(Position identification records)
********

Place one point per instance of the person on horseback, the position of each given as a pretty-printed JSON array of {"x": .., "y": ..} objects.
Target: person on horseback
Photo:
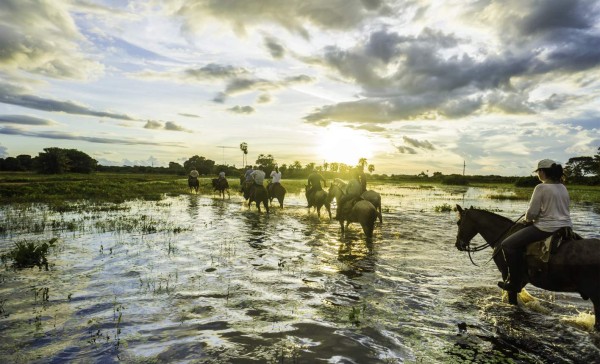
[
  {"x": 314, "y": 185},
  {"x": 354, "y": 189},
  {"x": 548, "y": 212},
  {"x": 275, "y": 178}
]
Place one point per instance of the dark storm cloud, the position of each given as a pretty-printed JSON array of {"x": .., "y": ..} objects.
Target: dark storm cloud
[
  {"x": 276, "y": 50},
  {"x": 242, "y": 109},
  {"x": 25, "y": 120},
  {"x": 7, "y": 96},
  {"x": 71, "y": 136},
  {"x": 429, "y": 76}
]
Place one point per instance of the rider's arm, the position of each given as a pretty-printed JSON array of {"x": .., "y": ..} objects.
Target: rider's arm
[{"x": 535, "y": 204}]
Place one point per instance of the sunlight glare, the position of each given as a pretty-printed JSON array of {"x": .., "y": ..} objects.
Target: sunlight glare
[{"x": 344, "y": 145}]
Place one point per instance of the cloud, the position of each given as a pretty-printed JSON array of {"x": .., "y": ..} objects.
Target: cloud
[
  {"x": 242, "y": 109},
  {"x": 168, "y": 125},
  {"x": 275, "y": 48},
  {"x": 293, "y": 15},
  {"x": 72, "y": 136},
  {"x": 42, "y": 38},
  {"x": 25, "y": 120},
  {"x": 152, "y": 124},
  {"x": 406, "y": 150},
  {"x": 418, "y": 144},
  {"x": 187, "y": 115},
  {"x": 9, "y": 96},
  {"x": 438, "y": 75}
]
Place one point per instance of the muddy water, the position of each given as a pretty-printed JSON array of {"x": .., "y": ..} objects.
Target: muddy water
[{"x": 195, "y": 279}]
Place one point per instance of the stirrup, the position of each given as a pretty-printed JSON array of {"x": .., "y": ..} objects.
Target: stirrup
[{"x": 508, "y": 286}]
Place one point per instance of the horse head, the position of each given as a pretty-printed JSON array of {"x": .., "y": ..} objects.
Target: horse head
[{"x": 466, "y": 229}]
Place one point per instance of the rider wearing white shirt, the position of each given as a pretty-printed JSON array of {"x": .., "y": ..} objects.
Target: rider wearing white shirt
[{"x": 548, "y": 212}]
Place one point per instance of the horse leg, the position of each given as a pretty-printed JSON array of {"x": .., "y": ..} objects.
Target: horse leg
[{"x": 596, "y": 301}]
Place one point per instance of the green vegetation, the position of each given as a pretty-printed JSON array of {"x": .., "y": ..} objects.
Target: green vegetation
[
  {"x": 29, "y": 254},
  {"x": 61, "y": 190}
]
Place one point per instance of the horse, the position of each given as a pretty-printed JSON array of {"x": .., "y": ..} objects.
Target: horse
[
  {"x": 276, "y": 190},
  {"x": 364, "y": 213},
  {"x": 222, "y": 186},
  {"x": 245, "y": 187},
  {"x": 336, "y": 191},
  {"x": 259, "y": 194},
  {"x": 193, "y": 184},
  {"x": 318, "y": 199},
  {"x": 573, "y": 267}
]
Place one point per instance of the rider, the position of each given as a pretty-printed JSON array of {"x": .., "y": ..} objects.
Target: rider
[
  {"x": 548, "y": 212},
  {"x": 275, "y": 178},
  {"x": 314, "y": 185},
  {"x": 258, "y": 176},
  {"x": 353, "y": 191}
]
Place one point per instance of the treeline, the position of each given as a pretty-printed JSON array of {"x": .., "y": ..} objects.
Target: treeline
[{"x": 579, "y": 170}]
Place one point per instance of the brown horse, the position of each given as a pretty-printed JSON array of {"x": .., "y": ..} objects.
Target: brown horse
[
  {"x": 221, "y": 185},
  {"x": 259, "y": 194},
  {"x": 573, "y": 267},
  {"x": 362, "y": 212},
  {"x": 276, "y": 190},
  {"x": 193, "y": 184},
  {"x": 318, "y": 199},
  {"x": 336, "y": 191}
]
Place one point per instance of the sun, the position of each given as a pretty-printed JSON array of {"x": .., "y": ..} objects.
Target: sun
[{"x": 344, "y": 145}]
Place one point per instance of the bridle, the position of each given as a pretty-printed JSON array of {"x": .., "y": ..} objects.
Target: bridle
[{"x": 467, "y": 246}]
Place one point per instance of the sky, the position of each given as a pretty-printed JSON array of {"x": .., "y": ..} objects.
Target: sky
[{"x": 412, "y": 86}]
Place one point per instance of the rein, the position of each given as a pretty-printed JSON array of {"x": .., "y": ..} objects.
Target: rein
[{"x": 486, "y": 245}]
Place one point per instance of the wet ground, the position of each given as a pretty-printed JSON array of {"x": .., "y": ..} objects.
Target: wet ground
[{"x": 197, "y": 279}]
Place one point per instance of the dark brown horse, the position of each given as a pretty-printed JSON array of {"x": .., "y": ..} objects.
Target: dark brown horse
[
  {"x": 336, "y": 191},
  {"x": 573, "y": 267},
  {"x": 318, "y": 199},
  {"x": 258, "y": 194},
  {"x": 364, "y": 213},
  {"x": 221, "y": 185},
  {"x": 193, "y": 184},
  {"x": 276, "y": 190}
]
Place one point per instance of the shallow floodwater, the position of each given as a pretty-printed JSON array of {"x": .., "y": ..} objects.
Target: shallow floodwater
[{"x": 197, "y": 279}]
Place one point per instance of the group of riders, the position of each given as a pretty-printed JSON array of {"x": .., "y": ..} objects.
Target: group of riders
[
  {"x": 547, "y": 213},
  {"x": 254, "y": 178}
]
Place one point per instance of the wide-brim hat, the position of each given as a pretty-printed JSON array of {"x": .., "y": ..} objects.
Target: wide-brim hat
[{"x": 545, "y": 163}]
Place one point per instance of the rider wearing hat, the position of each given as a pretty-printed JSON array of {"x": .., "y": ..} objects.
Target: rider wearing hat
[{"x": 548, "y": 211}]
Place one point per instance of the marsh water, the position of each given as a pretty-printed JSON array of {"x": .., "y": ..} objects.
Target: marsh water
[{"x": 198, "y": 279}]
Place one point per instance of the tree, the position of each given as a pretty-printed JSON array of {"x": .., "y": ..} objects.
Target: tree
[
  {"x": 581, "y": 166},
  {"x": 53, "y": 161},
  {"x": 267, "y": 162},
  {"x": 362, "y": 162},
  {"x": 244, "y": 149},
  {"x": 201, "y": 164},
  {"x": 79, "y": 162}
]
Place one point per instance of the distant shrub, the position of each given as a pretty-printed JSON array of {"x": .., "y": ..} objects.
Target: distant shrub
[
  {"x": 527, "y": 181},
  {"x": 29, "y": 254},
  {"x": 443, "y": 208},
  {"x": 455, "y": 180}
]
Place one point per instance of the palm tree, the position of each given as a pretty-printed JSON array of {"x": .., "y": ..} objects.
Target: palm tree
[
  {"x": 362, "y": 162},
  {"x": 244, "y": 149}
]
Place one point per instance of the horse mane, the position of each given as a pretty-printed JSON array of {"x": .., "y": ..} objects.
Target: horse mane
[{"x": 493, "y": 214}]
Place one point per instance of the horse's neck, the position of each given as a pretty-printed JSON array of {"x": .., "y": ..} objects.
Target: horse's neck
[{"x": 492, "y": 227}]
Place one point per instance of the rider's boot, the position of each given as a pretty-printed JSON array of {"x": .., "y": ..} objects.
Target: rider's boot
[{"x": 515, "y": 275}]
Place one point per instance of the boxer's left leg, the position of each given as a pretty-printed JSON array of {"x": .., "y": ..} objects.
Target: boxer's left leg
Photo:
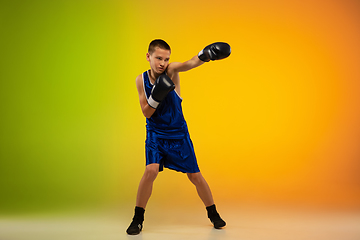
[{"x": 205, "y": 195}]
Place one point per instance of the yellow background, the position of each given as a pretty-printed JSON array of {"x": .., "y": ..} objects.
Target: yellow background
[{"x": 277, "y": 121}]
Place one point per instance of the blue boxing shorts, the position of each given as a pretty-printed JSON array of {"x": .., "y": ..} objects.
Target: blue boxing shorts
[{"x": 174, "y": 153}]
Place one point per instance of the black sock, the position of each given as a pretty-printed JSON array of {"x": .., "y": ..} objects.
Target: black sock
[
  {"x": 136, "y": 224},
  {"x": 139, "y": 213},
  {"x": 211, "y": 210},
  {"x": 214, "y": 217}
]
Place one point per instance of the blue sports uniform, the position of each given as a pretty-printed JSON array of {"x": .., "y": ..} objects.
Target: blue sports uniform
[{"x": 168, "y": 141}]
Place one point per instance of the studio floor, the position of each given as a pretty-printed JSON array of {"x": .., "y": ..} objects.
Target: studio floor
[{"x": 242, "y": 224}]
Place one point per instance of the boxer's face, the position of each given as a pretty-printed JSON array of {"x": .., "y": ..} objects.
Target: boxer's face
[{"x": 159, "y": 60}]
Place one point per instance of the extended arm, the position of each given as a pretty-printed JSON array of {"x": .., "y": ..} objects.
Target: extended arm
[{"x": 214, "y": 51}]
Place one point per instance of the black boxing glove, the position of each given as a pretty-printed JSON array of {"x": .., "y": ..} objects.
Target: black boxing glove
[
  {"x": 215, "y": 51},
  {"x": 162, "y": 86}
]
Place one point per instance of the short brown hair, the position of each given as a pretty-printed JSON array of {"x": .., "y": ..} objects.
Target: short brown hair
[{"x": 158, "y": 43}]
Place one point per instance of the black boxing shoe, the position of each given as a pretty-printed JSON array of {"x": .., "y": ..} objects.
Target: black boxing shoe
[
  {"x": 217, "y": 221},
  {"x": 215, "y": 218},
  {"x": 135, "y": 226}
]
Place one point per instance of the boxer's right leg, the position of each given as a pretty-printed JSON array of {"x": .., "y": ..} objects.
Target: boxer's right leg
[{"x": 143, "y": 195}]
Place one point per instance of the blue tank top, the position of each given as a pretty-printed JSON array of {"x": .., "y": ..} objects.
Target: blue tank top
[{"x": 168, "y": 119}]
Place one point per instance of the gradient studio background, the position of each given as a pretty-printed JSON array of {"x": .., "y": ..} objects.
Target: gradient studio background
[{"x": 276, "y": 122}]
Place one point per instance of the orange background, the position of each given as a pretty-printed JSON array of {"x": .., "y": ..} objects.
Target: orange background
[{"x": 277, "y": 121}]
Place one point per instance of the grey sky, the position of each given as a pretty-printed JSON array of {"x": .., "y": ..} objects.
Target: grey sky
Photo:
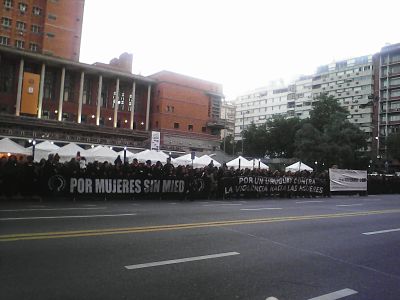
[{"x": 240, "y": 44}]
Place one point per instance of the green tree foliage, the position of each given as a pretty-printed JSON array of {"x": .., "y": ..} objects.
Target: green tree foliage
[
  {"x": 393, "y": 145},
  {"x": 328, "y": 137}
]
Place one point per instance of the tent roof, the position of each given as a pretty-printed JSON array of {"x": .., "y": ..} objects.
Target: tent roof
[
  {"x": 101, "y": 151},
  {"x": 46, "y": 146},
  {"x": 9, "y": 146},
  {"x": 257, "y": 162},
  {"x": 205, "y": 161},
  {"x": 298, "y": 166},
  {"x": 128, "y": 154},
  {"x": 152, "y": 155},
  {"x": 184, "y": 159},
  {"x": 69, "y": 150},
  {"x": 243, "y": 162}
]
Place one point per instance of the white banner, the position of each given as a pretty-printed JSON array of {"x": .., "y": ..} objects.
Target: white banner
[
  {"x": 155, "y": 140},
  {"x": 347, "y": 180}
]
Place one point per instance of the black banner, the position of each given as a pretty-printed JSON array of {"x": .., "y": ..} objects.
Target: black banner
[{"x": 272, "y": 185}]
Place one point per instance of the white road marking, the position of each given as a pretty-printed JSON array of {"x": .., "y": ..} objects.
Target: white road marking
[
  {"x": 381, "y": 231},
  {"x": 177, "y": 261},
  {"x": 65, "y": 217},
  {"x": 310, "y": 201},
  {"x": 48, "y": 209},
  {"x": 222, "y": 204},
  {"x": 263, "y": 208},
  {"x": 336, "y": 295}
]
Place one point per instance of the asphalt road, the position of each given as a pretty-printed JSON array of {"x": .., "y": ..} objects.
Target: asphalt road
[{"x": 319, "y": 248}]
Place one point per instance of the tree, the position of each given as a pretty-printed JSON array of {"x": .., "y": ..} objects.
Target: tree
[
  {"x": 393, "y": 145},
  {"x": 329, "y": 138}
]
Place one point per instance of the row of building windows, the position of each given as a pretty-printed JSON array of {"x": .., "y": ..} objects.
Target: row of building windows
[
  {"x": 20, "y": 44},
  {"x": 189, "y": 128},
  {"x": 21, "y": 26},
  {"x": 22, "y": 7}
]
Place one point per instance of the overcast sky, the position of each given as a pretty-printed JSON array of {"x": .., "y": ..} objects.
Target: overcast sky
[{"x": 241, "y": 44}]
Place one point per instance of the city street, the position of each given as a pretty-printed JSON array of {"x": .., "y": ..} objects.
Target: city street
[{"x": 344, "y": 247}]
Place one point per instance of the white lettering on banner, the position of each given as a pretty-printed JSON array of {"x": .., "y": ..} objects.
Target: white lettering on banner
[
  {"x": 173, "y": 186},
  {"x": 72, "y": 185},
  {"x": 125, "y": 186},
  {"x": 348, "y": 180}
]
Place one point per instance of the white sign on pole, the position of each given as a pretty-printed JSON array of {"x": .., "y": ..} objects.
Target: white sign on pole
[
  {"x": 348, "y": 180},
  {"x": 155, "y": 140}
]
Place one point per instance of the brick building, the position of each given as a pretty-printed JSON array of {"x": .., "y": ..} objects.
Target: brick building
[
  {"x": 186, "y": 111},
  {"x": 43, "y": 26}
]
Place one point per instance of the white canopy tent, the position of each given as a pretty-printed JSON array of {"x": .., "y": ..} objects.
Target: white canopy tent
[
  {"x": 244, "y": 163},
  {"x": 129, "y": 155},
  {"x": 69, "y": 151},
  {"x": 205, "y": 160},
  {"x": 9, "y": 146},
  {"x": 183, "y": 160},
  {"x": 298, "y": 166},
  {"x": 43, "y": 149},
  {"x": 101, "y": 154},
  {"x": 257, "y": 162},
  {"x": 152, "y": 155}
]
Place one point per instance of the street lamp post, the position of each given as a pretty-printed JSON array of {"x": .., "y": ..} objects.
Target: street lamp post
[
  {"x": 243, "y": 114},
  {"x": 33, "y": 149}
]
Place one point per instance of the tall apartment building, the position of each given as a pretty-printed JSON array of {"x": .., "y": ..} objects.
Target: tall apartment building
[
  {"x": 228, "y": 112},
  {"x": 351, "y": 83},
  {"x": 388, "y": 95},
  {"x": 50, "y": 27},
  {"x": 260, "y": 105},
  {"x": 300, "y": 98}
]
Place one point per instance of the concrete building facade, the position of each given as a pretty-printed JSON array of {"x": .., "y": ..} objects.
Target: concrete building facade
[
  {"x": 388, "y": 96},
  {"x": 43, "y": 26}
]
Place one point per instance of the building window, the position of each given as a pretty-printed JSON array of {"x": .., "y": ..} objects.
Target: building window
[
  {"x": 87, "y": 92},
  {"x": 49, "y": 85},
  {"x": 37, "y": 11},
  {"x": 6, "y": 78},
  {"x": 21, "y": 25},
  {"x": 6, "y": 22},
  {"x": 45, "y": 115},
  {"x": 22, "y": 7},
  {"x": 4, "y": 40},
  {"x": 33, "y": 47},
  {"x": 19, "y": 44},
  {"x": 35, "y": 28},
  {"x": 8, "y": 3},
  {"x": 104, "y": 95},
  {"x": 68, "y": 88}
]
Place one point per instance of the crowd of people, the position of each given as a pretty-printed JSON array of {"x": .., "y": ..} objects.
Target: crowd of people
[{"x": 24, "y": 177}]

********

### Work required
Copy exactly, word for word, the line with "Place one point per instance of the building" through the final line of the listing.

### Result
Place one point per instance of the building window, the position of each given as a pretty-printed JSON array of {"x": .., "y": ..} objects.
Target: building window
[
  {"x": 87, "y": 92},
  {"x": 49, "y": 85},
  {"x": 37, "y": 11},
  {"x": 6, "y": 78},
  {"x": 21, "y": 25},
  {"x": 6, "y": 22},
  {"x": 45, "y": 115},
  {"x": 22, "y": 7},
  {"x": 4, "y": 40},
  {"x": 33, "y": 47},
  {"x": 19, "y": 44},
  {"x": 35, "y": 28},
  {"x": 8, "y": 3},
  {"x": 104, "y": 95},
  {"x": 68, "y": 88}
]
Place one point per instance of the crowd of people, the position of each given as a pretty-printed JSON array of {"x": .., "y": ..} objects.
Target: crowd of people
[{"x": 24, "y": 177}]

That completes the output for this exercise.